Data under study ▸
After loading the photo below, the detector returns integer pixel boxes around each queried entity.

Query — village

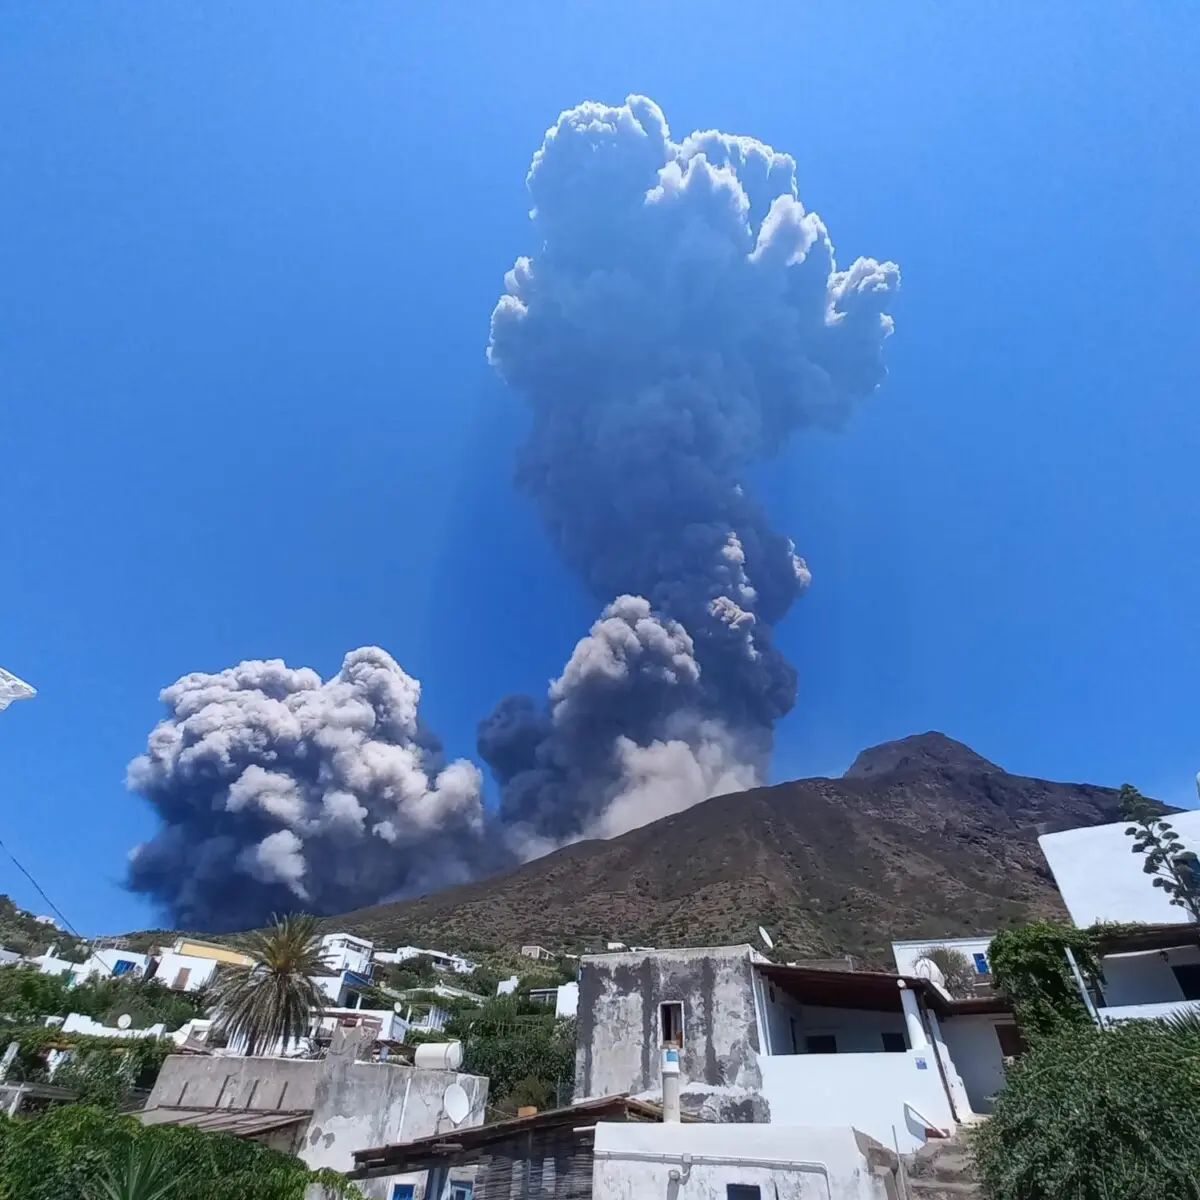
[2,797,1199,1199]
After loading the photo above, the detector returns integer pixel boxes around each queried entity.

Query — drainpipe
[898,981,928,1050]
[661,1048,681,1123]
[1064,946,1103,1028]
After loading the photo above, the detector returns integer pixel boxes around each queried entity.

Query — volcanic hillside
[330,733,1138,964]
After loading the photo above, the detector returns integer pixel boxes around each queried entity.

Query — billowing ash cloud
[127,648,489,930]
[127,95,898,930]
[478,95,899,843]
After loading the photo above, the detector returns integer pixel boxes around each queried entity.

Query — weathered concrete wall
[592,1121,901,1200]
[147,1032,487,1174]
[148,1053,320,1111]
[302,1058,487,1172]
[574,945,765,1121]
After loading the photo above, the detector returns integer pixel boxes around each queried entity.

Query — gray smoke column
[126,647,488,930]
[479,95,899,843]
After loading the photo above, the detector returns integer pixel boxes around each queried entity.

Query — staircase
[903,1132,984,1199]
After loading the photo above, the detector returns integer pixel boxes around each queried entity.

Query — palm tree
[93,1141,175,1200]
[210,913,327,1055]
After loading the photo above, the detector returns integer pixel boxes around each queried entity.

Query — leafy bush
[973,1020,1200,1200]
[0,1105,359,1200]
[988,923,1100,1040]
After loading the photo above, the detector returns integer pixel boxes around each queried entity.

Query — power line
[0,834,83,940]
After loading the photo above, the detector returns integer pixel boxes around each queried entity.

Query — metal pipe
[1064,946,1103,1028]
[661,1048,680,1123]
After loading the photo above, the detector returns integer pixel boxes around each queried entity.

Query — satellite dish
[913,958,946,988]
[758,926,775,951]
[393,1001,404,1014]
[443,1082,470,1126]
[116,1014,132,1030]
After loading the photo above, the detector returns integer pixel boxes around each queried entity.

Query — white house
[373,945,477,975]
[574,944,1018,1152]
[72,948,151,982]
[891,936,995,983]
[1040,811,1200,1024]
[319,932,374,978]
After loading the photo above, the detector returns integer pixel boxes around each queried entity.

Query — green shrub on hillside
[0,1105,359,1200]
[973,1019,1200,1200]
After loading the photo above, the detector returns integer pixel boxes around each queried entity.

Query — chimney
[661,1047,681,1123]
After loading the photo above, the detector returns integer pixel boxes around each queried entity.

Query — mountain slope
[333,732,1142,963]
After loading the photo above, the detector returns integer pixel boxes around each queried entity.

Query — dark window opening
[660,1001,684,1048]
[805,1033,837,1054]
[881,1031,907,1053]
[1172,963,1200,1001]
[996,1023,1026,1059]
[727,1187,762,1200]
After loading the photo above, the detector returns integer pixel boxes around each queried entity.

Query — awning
[137,1107,312,1137]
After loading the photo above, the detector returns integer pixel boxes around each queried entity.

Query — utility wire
[0,834,83,940]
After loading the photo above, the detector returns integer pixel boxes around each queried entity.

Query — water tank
[414,1041,464,1071]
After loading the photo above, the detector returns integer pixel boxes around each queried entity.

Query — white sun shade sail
[0,667,36,711]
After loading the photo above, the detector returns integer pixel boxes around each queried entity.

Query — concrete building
[520,944,554,961]
[593,1122,902,1200]
[349,1095,905,1200]
[320,933,375,978]
[574,944,1014,1151]
[141,1027,487,1183]
[1040,812,1200,1023]
[891,936,994,984]
[373,946,477,976]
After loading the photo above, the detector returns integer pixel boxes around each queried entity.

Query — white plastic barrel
[413,1041,464,1071]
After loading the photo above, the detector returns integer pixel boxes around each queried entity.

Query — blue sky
[1,3,1197,934]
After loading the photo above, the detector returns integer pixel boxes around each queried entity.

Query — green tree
[1121,783,1200,921]
[209,914,326,1055]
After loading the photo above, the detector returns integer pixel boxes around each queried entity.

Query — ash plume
[126,648,488,930]
[479,95,899,844]
[126,95,898,930]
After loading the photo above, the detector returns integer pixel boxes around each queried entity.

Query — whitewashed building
[1040,810,1200,1024]
[573,944,1017,1152]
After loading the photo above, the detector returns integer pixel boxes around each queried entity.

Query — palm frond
[211,913,326,1055]
[93,1141,177,1200]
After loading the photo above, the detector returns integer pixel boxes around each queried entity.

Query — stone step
[908,1181,984,1199]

About this exercise ▸ Copy out all the records exactly as they read, and omit the pictures.

Solution to the problem ▸
After loading the photo below, the detector returns integer pixel boxes around each queried entity.

Query — village

[2,797,1199,1199]
After loading the photo above, the detector returns integer pixel boxes around each queried entity.

Query — drainpipe
[898,981,928,1050]
[661,1048,681,1123]
[1064,946,1103,1028]
After loading the photo above, the detector returns integer pixel boxes around each queried entity.

Query — volcanic hillside
[330,733,1138,964]
After loading the photo above, the detector returns integer pixel boxes around each queried entity.

Query — billowing ash cloud
[127,648,489,930]
[127,95,898,930]
[478,95,899,843]
After loading the photo above, the detector returns integer pixel boxes around each queried entity.

Query — weathered concrete wall
[592,1121,901,1200]
[147,1032,487,1174]
[148,1053,320,1111]
[302,1058,487,1172]
[574,945,765,1121]
After loading the photo above, the detector returns integer pixel boxes around each queried entity.

Query — gray smoke column
[126,647,488,930]
[479,95,899,843]
After loading the photo above, the detector returns integer pixel boxes around each queried entity.

Query — staircase
[903,1132,984,1199]
After loading the photo above, the detector returns integer pixel boxes around each queried entity.

Query — palm tree
[93,1141,175,1200]
[210,913,327,1055]
After loading the photo above, the detector returns integer pixel boxes around each queried entity.

Query — leafy bush
[973,1020,1200,1200]
[0,1105,359,1200]
[988,923,1100,1040]
After loading the photo above, the detector returns integer pixel boxes around each queried entity.

Query — power line
[0,834,83,940]
After loading the photo above, the detector returns integer pixel boxes around each queried entity.

Query — metal pipe
[1064,946,1103,1028]
[661,1048,680,1123]
After loading the photo above, the detector returns integer pixel boxes around each queried entity.

Query — satellite dish
[913,958,946,988]
[758,926,775,951]
[393,1001,404,1014]
[443,1082,470,1126]
[116,1014,132,1030]
After loading the photo above, the detector returns integer pixel boxes around each queried entity.

Query — white house
[373,945,477,975]
[574,944,1018,1152]
[72,948,151,982]
[891,936,995,983]
[1040,811,1200,1024]
[319,932,374,978]
After loading the photo above, the detector returns integer pixel boxes around each queried entity.

Query — green shrub on hillside
[0,1105,359,1200]
[973,1019,1200,1200]
After loading the photo above, the detector returns integer pixel boxes around each queried entity.

Query — chimney
[661,1047,681,1123]
After loading the photo above, the detector returns integer pixel boxes around each queried entity.

Query — mountain slope
[333,732,1142,963]
After loading the photo above, the detector returns integer pixel boxes around each queried entity.

Query — dark window opening
[660,1001,684,1048]
[805,1033,837,1054]
[881,1031,907,1053]
[1172,963,1200,1001]
[996,1023,1026,1059]
[727,1187,762,1200]
After loading the photo above, the detector returns integer pixel boxes around each queried entity.

Query — awning
[137,1107,312,1137]
After loading the photo above, the detector returns integer pixel boxes around each queried entity.

Query — utility wire
[0,834,83,940]
After loading the photo above, the detector returns integer pixel boxes around each queried entity.

Query — water tank
[414,1041,464,1071]
After loading the photo above, the detector returns integer pixel boxes around each queried entity.

Query — white sun shade sail
[0,667,36,711]
After loading the photo above, the detector returns integer pixel boxes around each queried entity.

Query — concrete building
[520,944,554,961]
[593,1122,902,1200]
[349,1095,905,1200]
[320,933,375,978]
[574,944,1014,1151]
[141,1027,487,1183]
[1040,812,1200,1023]
[891,936,994,984]
[373,946,477,976]
After loading the photo above, the detector returns integer pixel boxes around each queried entity.

Query — white plastic barrel
[413,1041,464,1071]
After loading the photo above, the detector returns integer pixel boxes around each queried entity.

Query — blue sky
[1,3,1197,934]
After loading the photo above, the detector returns integer pixel boxes around each queried entity.

Query — green tree
[1121,783,1200,921]
[209,914,326,1055]
After loading the photo above, the detector returns integer pixel boxes around each queried entity.

Query — ash plume
[126,648,488,930]
[479,95,899,844]
[126,95,898,930]
After loading the photo above, the detector returns integer pixel boxes around each queried entity.

Query — whitewashed building
[1040,810,1200,1024]
[573,944,1017,1152]
After loading the photo above, the detector returns integer pixel boxes around each queried entity.

Query — palm frond
[211,913,326,1055]
[93,1141,177,1200]
After loading the photo above, the detector returns integer pixel boxes around each queried entity.

Query — stone step
[908,1181,984,1199]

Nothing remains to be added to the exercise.